***** Fragmento seleccionado
Redacción. José Manuel García Durán, autor de la novela “Tierra de Cobre y Sangre” fue el ganador del III Concurso de Relato Corto organizado por la Asociación “El Doblao” de Minas de Riotinto con su relato titulado “Locomotora 51”. Los relatos presentados debían girar en torno a los trágicos sucesos que tuvieron lugar en el “año de los tiros”, fatídico suceso del que este año se conmemora el 130 aniversario.
El relato aborda un tema tan delicado como puede ser el destino de los fallecidos en la Plaza de la Constitución del antiguo pueblo de Minas de Riotinto.
A la luz de las últimas investigaciones llevadas a cabo por Alfredo Moreno Bolaños, el relato del escritor aracenense sitúa a los fallecidos cerca de Naya. Y, muy lejos de los fallecidos oficiales, que apenas superaban la docena, en el relato se describe que fueron cientos los cadáveres que fueron transportados en la madrugada del 4 al 5 de febrero, en una batea, desde la Plaza de la Constitución de Riotinto hasta unos terrenos estériles cercanos a Naya. En esos mismos terrenos se construiría el cementerio de San Andrés, lo que facilitaría la ocultación de los fallecidos.
No deja de resultar espeluznante que aquella locomotora que arrastrara aquella batea cargada de muertos, la número 51, la que después fuera conocida como “la maldita” es la misma que hoy se encuentra de reserva en el tren turístico de Riotinto, a pocos metros del lugar donde, posiblemente, descansen cientos de cadáveres anónimos, callados a tiros, a la espera de que alguien grite sus silencios y los entierren dignamente…
130 años después de aquella manifestación que termino en tragedia, aún son muchas las preguntas que quedan por responder: ¿cuántos perdieron la vida aquella tarde?, ¿dónde están?, ¿qué hicieron, en definitiva con tanta muerte…? También esto es Memoria Histórica, aunque ocurriera hace 130 años…
RELATO GANADOR
LA LOCOMOTORA NÚMERO 51
Los pocos que la conocían comenzaron a llamarla “Manguara” por el color de su pelo, de un blanco como lechoso y turbio. La pequeña perrita apareció en Zarandas el lunes 6 de febrero, dos días después de la masacre que tuvo lugar en la plaza del ayuntamiento de Minas de Riotinto. De aquello habían pasado ya varios meses y, asustadiza y esquiva, apenas se movía de aquel terreno en el que se rumoreaba que la Compañía tenía intención de construir un cementerio para los vecinos de la aldea de Naya.
**********
***** Datos proporcionados
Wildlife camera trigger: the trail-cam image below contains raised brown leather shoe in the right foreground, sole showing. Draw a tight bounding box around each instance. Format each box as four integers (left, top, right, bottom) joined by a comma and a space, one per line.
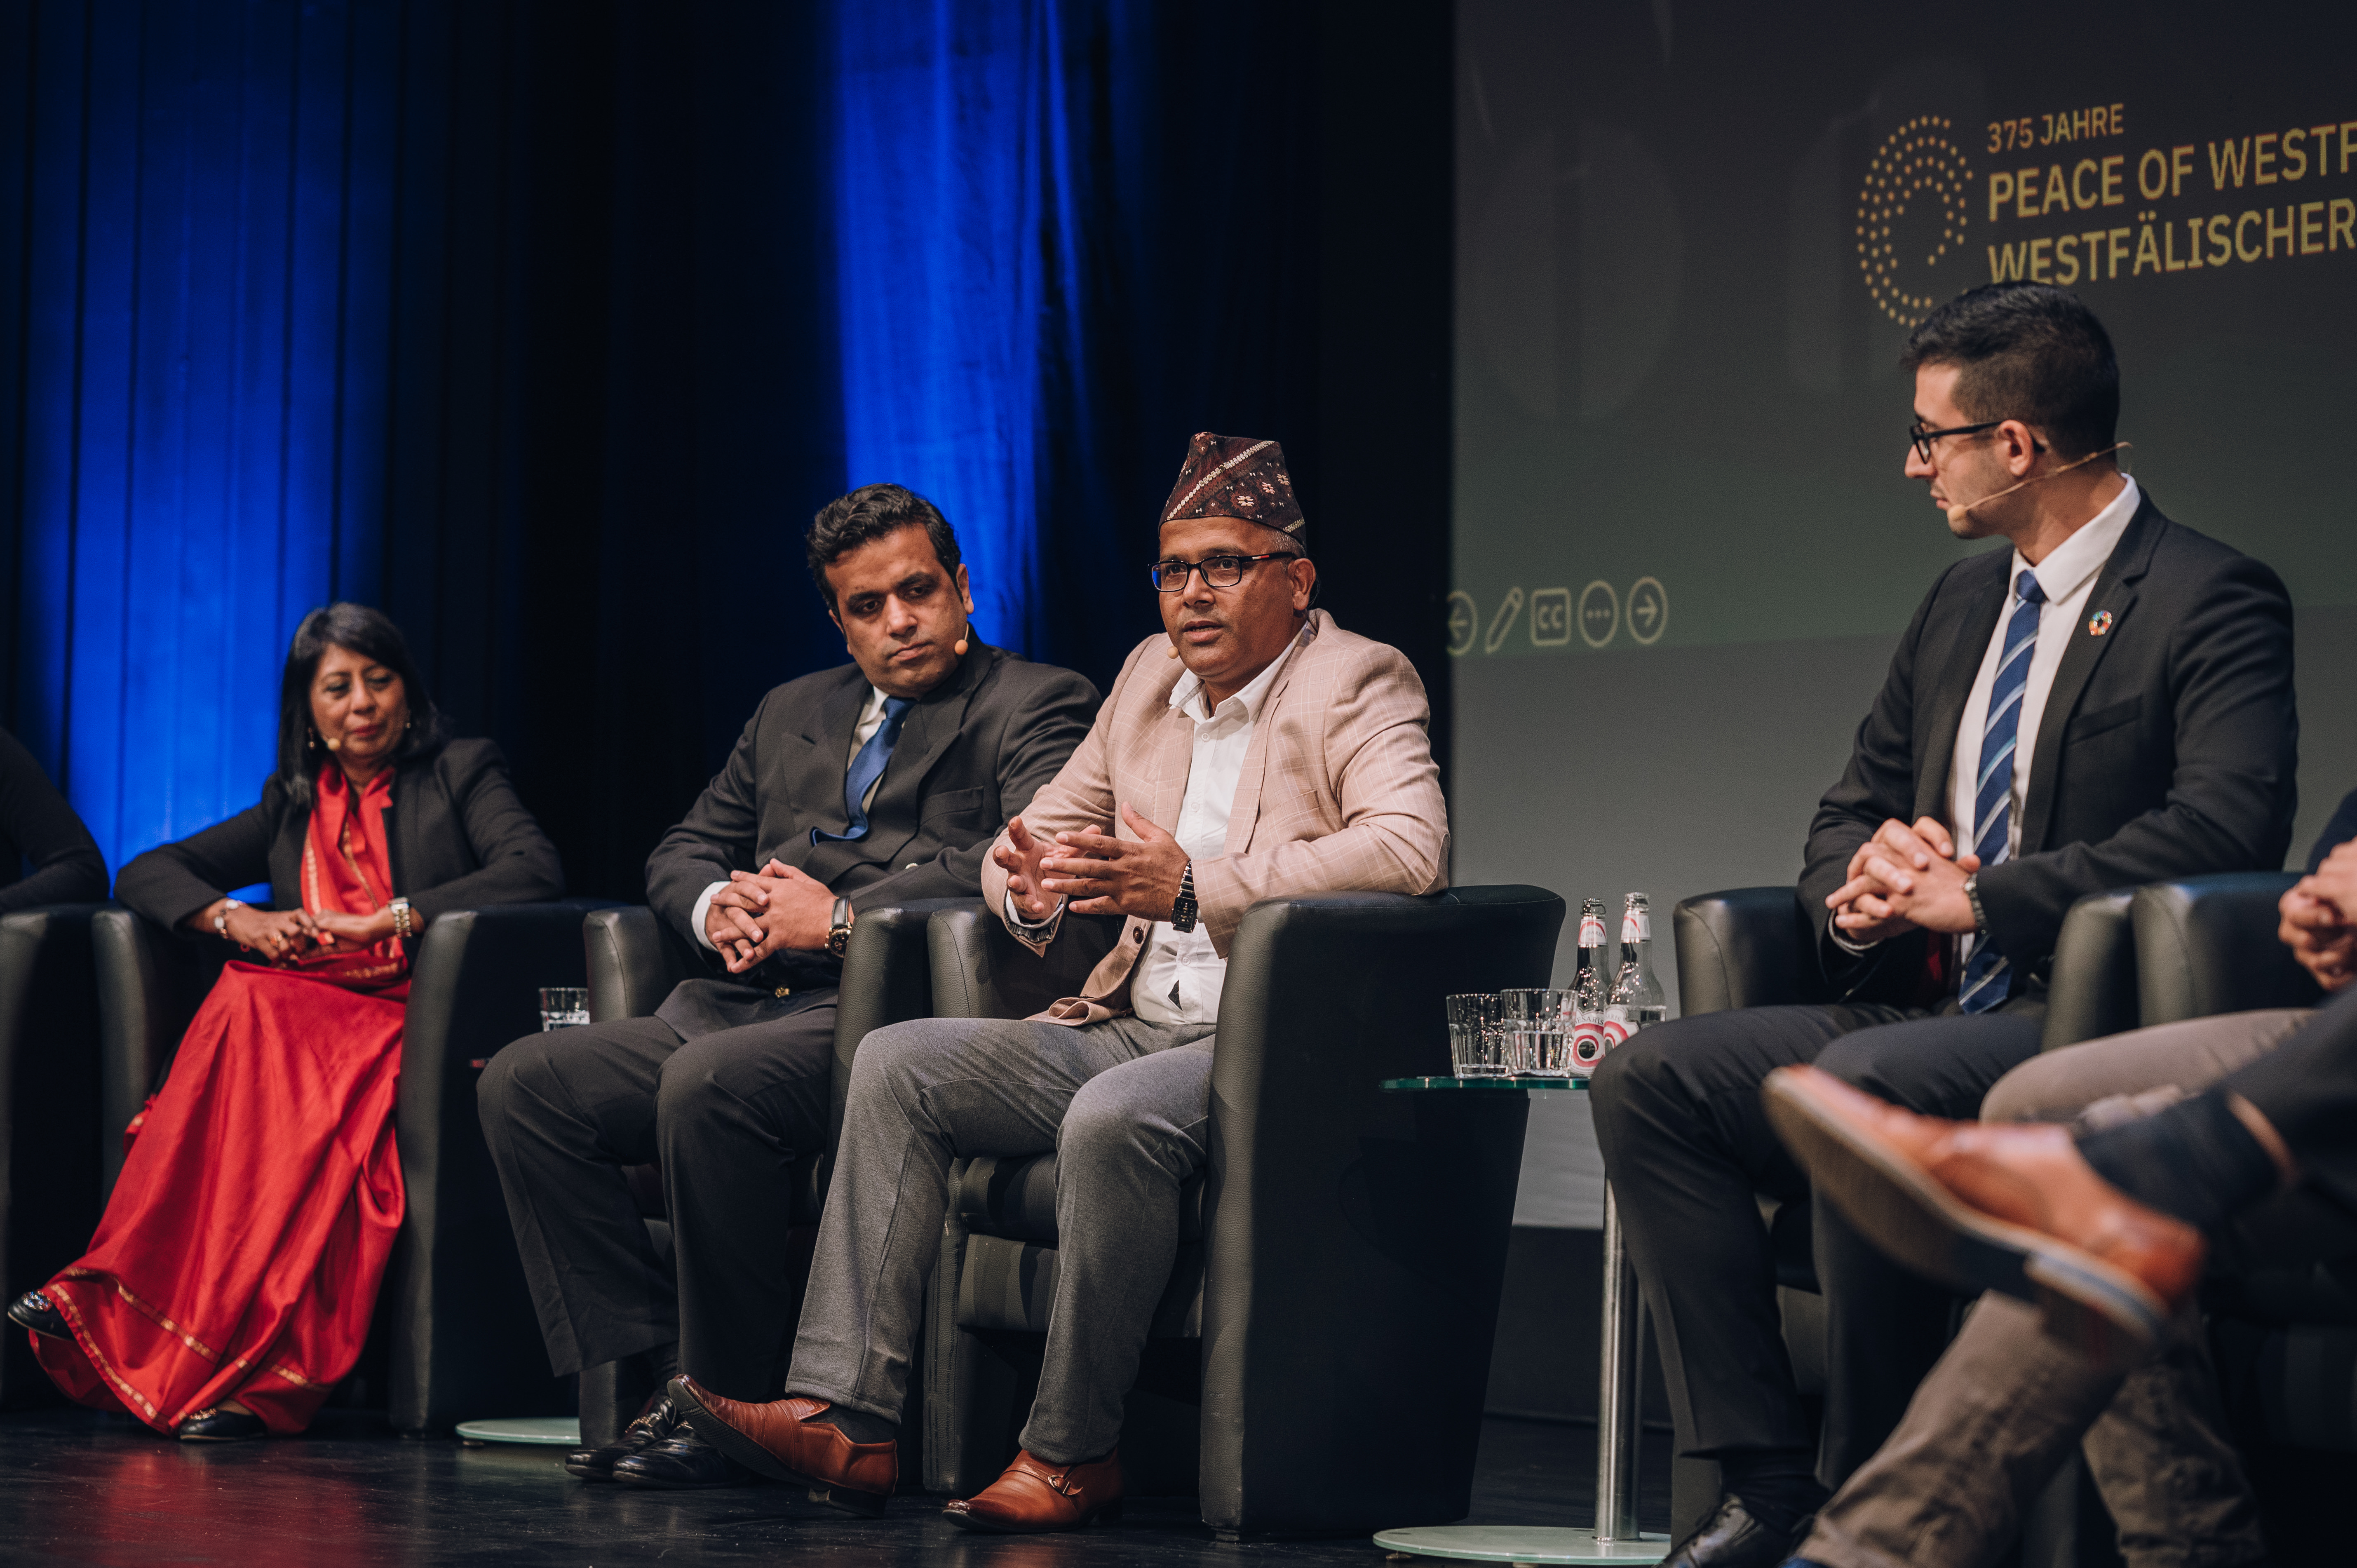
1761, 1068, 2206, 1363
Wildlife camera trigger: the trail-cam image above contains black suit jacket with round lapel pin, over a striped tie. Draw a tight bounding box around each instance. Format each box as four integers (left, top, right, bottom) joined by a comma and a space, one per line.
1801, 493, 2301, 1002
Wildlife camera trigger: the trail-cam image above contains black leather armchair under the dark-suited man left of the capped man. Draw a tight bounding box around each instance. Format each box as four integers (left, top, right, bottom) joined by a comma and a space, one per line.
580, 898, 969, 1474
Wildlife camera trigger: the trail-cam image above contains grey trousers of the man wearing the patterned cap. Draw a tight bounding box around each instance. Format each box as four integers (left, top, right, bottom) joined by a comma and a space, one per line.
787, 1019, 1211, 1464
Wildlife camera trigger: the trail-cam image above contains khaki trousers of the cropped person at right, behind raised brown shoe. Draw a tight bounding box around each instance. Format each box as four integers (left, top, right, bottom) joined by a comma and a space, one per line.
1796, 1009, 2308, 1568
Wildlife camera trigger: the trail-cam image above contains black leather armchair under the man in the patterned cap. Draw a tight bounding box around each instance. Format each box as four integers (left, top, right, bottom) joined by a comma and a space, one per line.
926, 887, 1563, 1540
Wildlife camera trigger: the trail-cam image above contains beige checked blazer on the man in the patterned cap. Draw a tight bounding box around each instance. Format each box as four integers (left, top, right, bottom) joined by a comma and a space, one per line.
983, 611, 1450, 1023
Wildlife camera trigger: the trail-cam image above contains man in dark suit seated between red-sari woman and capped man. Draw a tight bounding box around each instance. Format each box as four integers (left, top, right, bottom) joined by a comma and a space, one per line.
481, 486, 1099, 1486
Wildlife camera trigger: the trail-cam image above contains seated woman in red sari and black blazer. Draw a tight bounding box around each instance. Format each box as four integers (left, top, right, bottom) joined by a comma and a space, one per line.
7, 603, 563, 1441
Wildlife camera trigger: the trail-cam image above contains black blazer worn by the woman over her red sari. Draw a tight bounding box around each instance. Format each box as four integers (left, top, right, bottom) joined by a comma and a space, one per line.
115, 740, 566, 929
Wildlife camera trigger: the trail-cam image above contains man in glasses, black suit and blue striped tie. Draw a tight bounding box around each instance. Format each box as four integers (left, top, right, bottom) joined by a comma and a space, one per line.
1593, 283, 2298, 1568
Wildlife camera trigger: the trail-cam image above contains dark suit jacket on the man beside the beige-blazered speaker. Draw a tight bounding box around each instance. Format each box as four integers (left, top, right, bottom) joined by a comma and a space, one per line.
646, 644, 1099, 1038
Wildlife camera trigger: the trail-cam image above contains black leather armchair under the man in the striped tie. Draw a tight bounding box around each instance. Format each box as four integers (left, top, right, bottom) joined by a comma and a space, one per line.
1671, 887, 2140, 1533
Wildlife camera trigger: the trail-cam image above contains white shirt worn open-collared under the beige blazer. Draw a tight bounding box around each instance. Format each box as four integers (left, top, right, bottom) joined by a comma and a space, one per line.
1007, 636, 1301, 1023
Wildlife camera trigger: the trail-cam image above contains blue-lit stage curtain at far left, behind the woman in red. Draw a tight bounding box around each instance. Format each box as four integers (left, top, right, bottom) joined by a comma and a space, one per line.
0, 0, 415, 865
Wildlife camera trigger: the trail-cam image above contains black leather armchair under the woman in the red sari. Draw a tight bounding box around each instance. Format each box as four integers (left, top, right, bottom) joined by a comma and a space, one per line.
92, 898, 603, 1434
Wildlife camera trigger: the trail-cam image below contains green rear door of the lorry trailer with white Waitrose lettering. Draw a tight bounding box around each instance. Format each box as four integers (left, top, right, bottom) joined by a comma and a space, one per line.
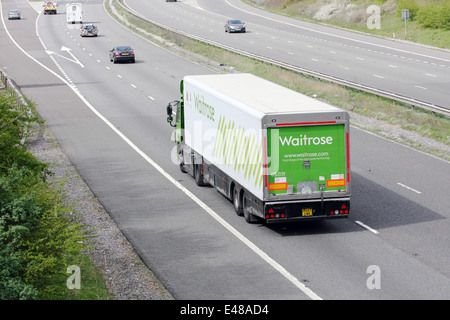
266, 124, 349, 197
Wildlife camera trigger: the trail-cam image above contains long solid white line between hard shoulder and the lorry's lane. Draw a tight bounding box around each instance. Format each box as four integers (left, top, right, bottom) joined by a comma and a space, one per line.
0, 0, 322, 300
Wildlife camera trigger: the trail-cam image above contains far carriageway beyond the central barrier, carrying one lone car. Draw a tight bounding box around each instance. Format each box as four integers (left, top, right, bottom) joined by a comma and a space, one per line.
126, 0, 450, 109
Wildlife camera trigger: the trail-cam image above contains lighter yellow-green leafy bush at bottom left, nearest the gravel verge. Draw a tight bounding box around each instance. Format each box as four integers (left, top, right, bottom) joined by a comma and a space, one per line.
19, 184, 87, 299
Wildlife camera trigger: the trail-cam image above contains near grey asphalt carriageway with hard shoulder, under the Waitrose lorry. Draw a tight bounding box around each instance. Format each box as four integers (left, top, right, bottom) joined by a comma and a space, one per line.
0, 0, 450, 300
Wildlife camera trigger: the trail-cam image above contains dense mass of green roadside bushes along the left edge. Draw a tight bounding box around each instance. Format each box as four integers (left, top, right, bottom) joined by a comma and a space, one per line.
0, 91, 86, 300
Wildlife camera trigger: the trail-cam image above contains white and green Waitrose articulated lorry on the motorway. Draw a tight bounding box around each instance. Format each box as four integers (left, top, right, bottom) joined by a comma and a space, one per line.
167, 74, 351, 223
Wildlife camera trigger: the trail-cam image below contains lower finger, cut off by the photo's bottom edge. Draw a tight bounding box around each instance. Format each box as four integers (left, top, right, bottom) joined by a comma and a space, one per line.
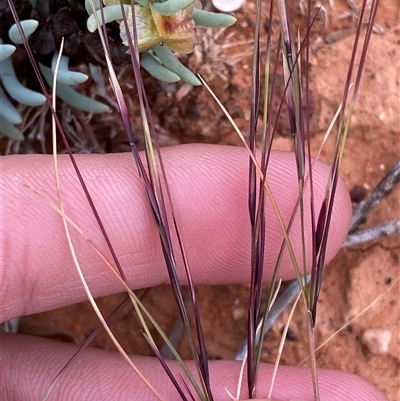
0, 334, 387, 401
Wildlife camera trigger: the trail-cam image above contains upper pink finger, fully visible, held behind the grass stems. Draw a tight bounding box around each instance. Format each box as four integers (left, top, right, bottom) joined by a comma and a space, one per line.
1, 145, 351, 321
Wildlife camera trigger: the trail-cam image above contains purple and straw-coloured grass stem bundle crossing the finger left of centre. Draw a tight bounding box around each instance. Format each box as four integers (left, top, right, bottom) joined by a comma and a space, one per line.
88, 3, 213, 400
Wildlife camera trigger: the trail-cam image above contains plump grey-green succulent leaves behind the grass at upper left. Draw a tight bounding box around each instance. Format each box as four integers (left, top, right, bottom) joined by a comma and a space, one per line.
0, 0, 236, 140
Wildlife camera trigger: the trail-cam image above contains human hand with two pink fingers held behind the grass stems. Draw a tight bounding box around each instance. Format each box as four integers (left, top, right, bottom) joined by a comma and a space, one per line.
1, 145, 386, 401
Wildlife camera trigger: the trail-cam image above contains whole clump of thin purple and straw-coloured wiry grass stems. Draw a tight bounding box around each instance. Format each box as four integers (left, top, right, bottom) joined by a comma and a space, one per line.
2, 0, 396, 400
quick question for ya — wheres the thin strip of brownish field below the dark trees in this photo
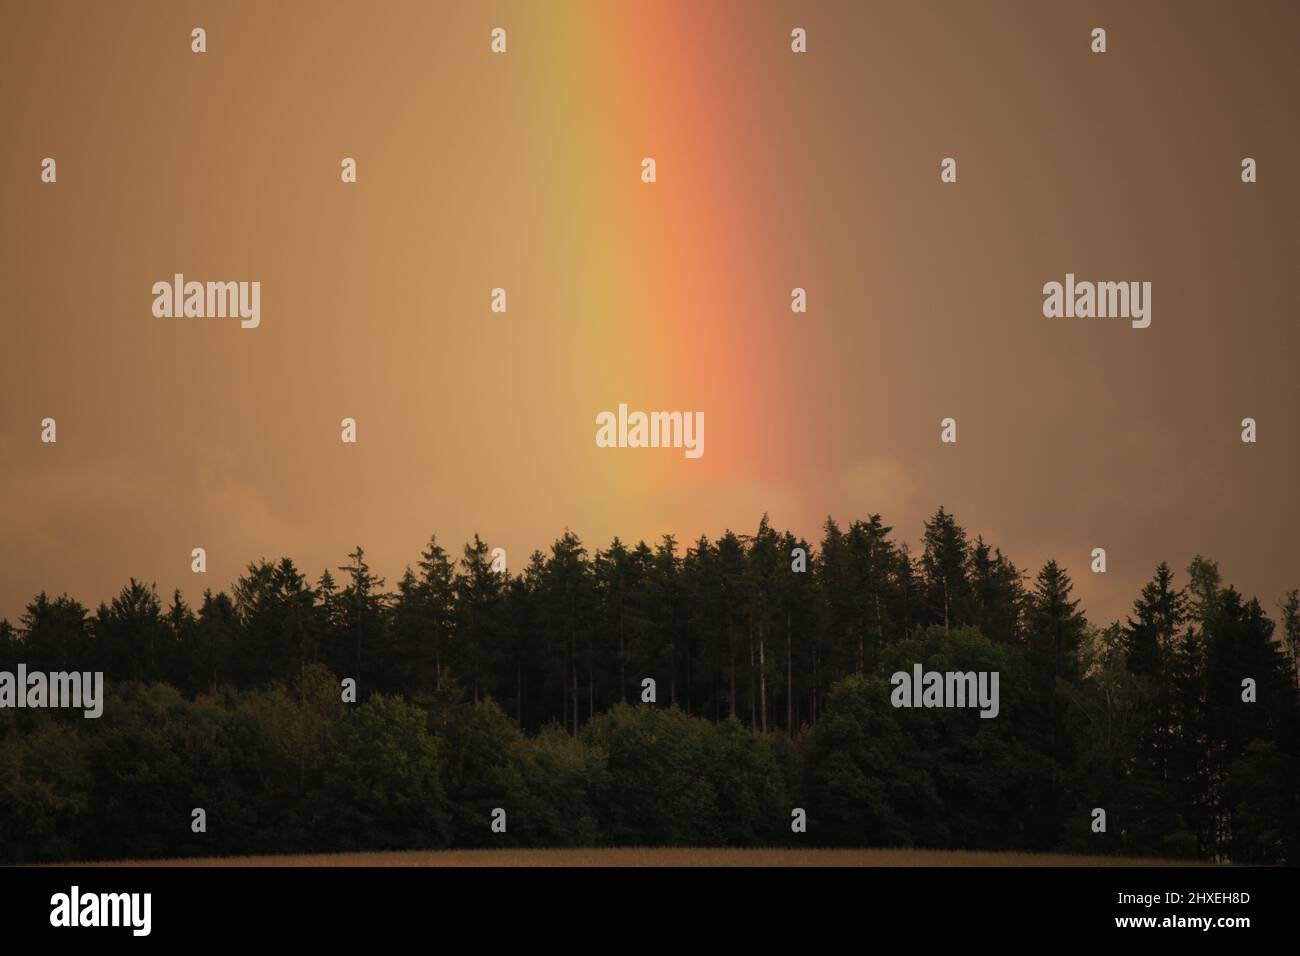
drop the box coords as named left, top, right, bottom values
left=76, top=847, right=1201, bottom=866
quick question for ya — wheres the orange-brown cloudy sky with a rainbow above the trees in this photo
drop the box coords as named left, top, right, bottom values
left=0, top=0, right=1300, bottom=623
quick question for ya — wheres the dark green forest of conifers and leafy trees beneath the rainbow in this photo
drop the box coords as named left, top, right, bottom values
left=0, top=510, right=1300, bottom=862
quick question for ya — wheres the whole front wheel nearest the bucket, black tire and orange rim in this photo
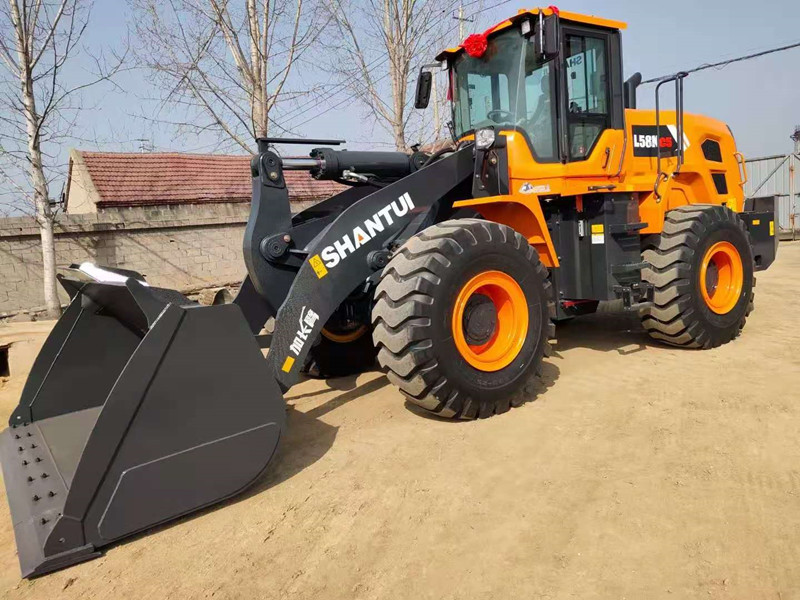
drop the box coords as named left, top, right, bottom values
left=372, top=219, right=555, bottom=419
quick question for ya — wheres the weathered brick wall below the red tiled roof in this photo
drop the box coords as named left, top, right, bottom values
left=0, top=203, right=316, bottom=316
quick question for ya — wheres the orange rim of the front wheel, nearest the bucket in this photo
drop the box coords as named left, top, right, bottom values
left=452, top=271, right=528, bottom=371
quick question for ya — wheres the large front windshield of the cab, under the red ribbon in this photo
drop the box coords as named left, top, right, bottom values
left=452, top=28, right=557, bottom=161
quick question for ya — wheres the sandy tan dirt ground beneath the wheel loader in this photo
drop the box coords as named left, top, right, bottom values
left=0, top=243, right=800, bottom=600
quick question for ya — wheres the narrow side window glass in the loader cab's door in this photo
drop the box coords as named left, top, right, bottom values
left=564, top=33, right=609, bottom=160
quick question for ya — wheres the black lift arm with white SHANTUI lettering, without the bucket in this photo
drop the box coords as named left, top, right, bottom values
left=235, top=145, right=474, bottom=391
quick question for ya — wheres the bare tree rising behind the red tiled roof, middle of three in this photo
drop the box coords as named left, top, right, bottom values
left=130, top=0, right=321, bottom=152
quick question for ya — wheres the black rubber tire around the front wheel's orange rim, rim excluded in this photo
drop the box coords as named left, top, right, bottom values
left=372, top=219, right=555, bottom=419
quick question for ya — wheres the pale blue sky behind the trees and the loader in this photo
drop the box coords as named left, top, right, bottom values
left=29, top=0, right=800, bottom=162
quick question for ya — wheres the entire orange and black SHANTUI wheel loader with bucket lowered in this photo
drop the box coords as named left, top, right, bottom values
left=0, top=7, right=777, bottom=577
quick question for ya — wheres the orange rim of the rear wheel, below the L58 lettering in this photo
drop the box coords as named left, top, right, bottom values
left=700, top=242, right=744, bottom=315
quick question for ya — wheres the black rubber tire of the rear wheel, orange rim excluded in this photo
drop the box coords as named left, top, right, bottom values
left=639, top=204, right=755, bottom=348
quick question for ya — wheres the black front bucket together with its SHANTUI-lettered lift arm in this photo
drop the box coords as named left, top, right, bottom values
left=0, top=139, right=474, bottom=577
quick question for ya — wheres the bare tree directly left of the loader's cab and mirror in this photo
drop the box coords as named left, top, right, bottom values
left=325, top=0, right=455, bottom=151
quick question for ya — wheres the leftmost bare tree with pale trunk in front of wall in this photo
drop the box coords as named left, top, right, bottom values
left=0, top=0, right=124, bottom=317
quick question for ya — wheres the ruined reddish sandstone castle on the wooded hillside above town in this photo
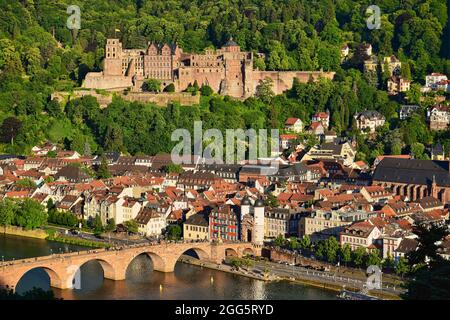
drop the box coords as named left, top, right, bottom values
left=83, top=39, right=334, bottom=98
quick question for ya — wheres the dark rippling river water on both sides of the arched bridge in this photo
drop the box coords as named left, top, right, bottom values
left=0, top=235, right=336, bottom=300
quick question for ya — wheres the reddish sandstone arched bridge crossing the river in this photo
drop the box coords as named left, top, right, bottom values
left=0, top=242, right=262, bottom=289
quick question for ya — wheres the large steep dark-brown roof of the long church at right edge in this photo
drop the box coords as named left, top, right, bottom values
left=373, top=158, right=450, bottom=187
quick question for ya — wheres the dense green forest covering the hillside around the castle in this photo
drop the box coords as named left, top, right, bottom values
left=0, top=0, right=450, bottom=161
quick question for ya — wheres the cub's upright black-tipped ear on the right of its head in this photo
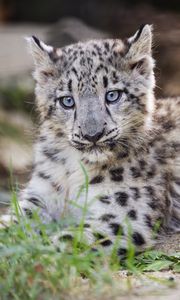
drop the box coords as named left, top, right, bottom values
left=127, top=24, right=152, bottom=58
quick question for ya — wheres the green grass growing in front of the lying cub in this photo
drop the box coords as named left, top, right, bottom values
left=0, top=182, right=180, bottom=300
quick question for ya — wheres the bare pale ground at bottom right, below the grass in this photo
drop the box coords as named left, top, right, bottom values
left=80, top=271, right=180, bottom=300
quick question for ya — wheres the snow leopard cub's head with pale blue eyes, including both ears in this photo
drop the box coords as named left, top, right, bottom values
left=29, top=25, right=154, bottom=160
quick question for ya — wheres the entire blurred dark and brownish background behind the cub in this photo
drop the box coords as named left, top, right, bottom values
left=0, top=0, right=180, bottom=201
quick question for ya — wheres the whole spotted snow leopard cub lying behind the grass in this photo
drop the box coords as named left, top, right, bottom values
**********
Aplica lo leído.
a. En el texto sobre el concurso de relato de Riotinto, ¿con qué relato ganó José Manuel García Durán el III Concurso de Relato Corto?
b. Por favor, prosigue el texto sobre el concurso de relato de Riotinto desde donde se detiene.
Las líneas no tienen ningún papel aquí.

Respuestas.
a. Con su relato titulado “Locomotora 51”.

b.
Arcadia, vecina de la pedanía, había sido barcaleadora, prueba de ello era la calvicie que, a modo de tonsura, se podía adivinar en su cabeza. Esposa y madre de mineros, había perdido a Manuel, su querido Manuel, aquella fatídica tarde del sábado cuatro de febrero, su nombre no aparecía en la lista de fallecidos que había publicado la Compañía en la que aparecían trece nombres. ¡Trece nombres!, ¡todos sabían que habían sido muchos más los que perdieron la vida aquella tarde! De hecho, fueron muchas las casas en cada villa de la cuenca minera, cuyas puertas jamás volvieron a abrirse. ¿Qué habían hecho con tanta muerte? Nadie lo sabía, nadie sabía dónde llorar a los cuerpos de sus seres queridos que lo único que hicieron fue reclamar unas míseras mejoras laborales. Tampoco Arcadia lo sabía. Sus hijos pasaron a formar parte de una lista roja y ya les habían comunicado que debían abandonar la casa que la propia empresa les había facilitado y, como tampoco tenían tanto que llevarse, hacía varios días que tenía preparado el escueto equipaje. Se había encariñado con la perrita y, cuando partieran, se la llevarían a su tierra. Volverían a León, sin su Manuel, con menos aún de lo que trajeron.
Conforme salía de la aldea, se extrañó de que “Manguara” no saliera a su encuentro. Había logrado ganarse su cariño y confianza a base de llevarle algunos restos de comida y agua. Aquella mañana le llevaba un hueso de espinazo que, de tanto como lo había cocido, más bien parecía un trozo de madera. Cuando llegó hasta el terreno donde ya habían delimitado las dimensiones del futuro cementerio de San Andrés, más le extrañó aún ver a la perra en brazos de una niña, como si realmente la conociera.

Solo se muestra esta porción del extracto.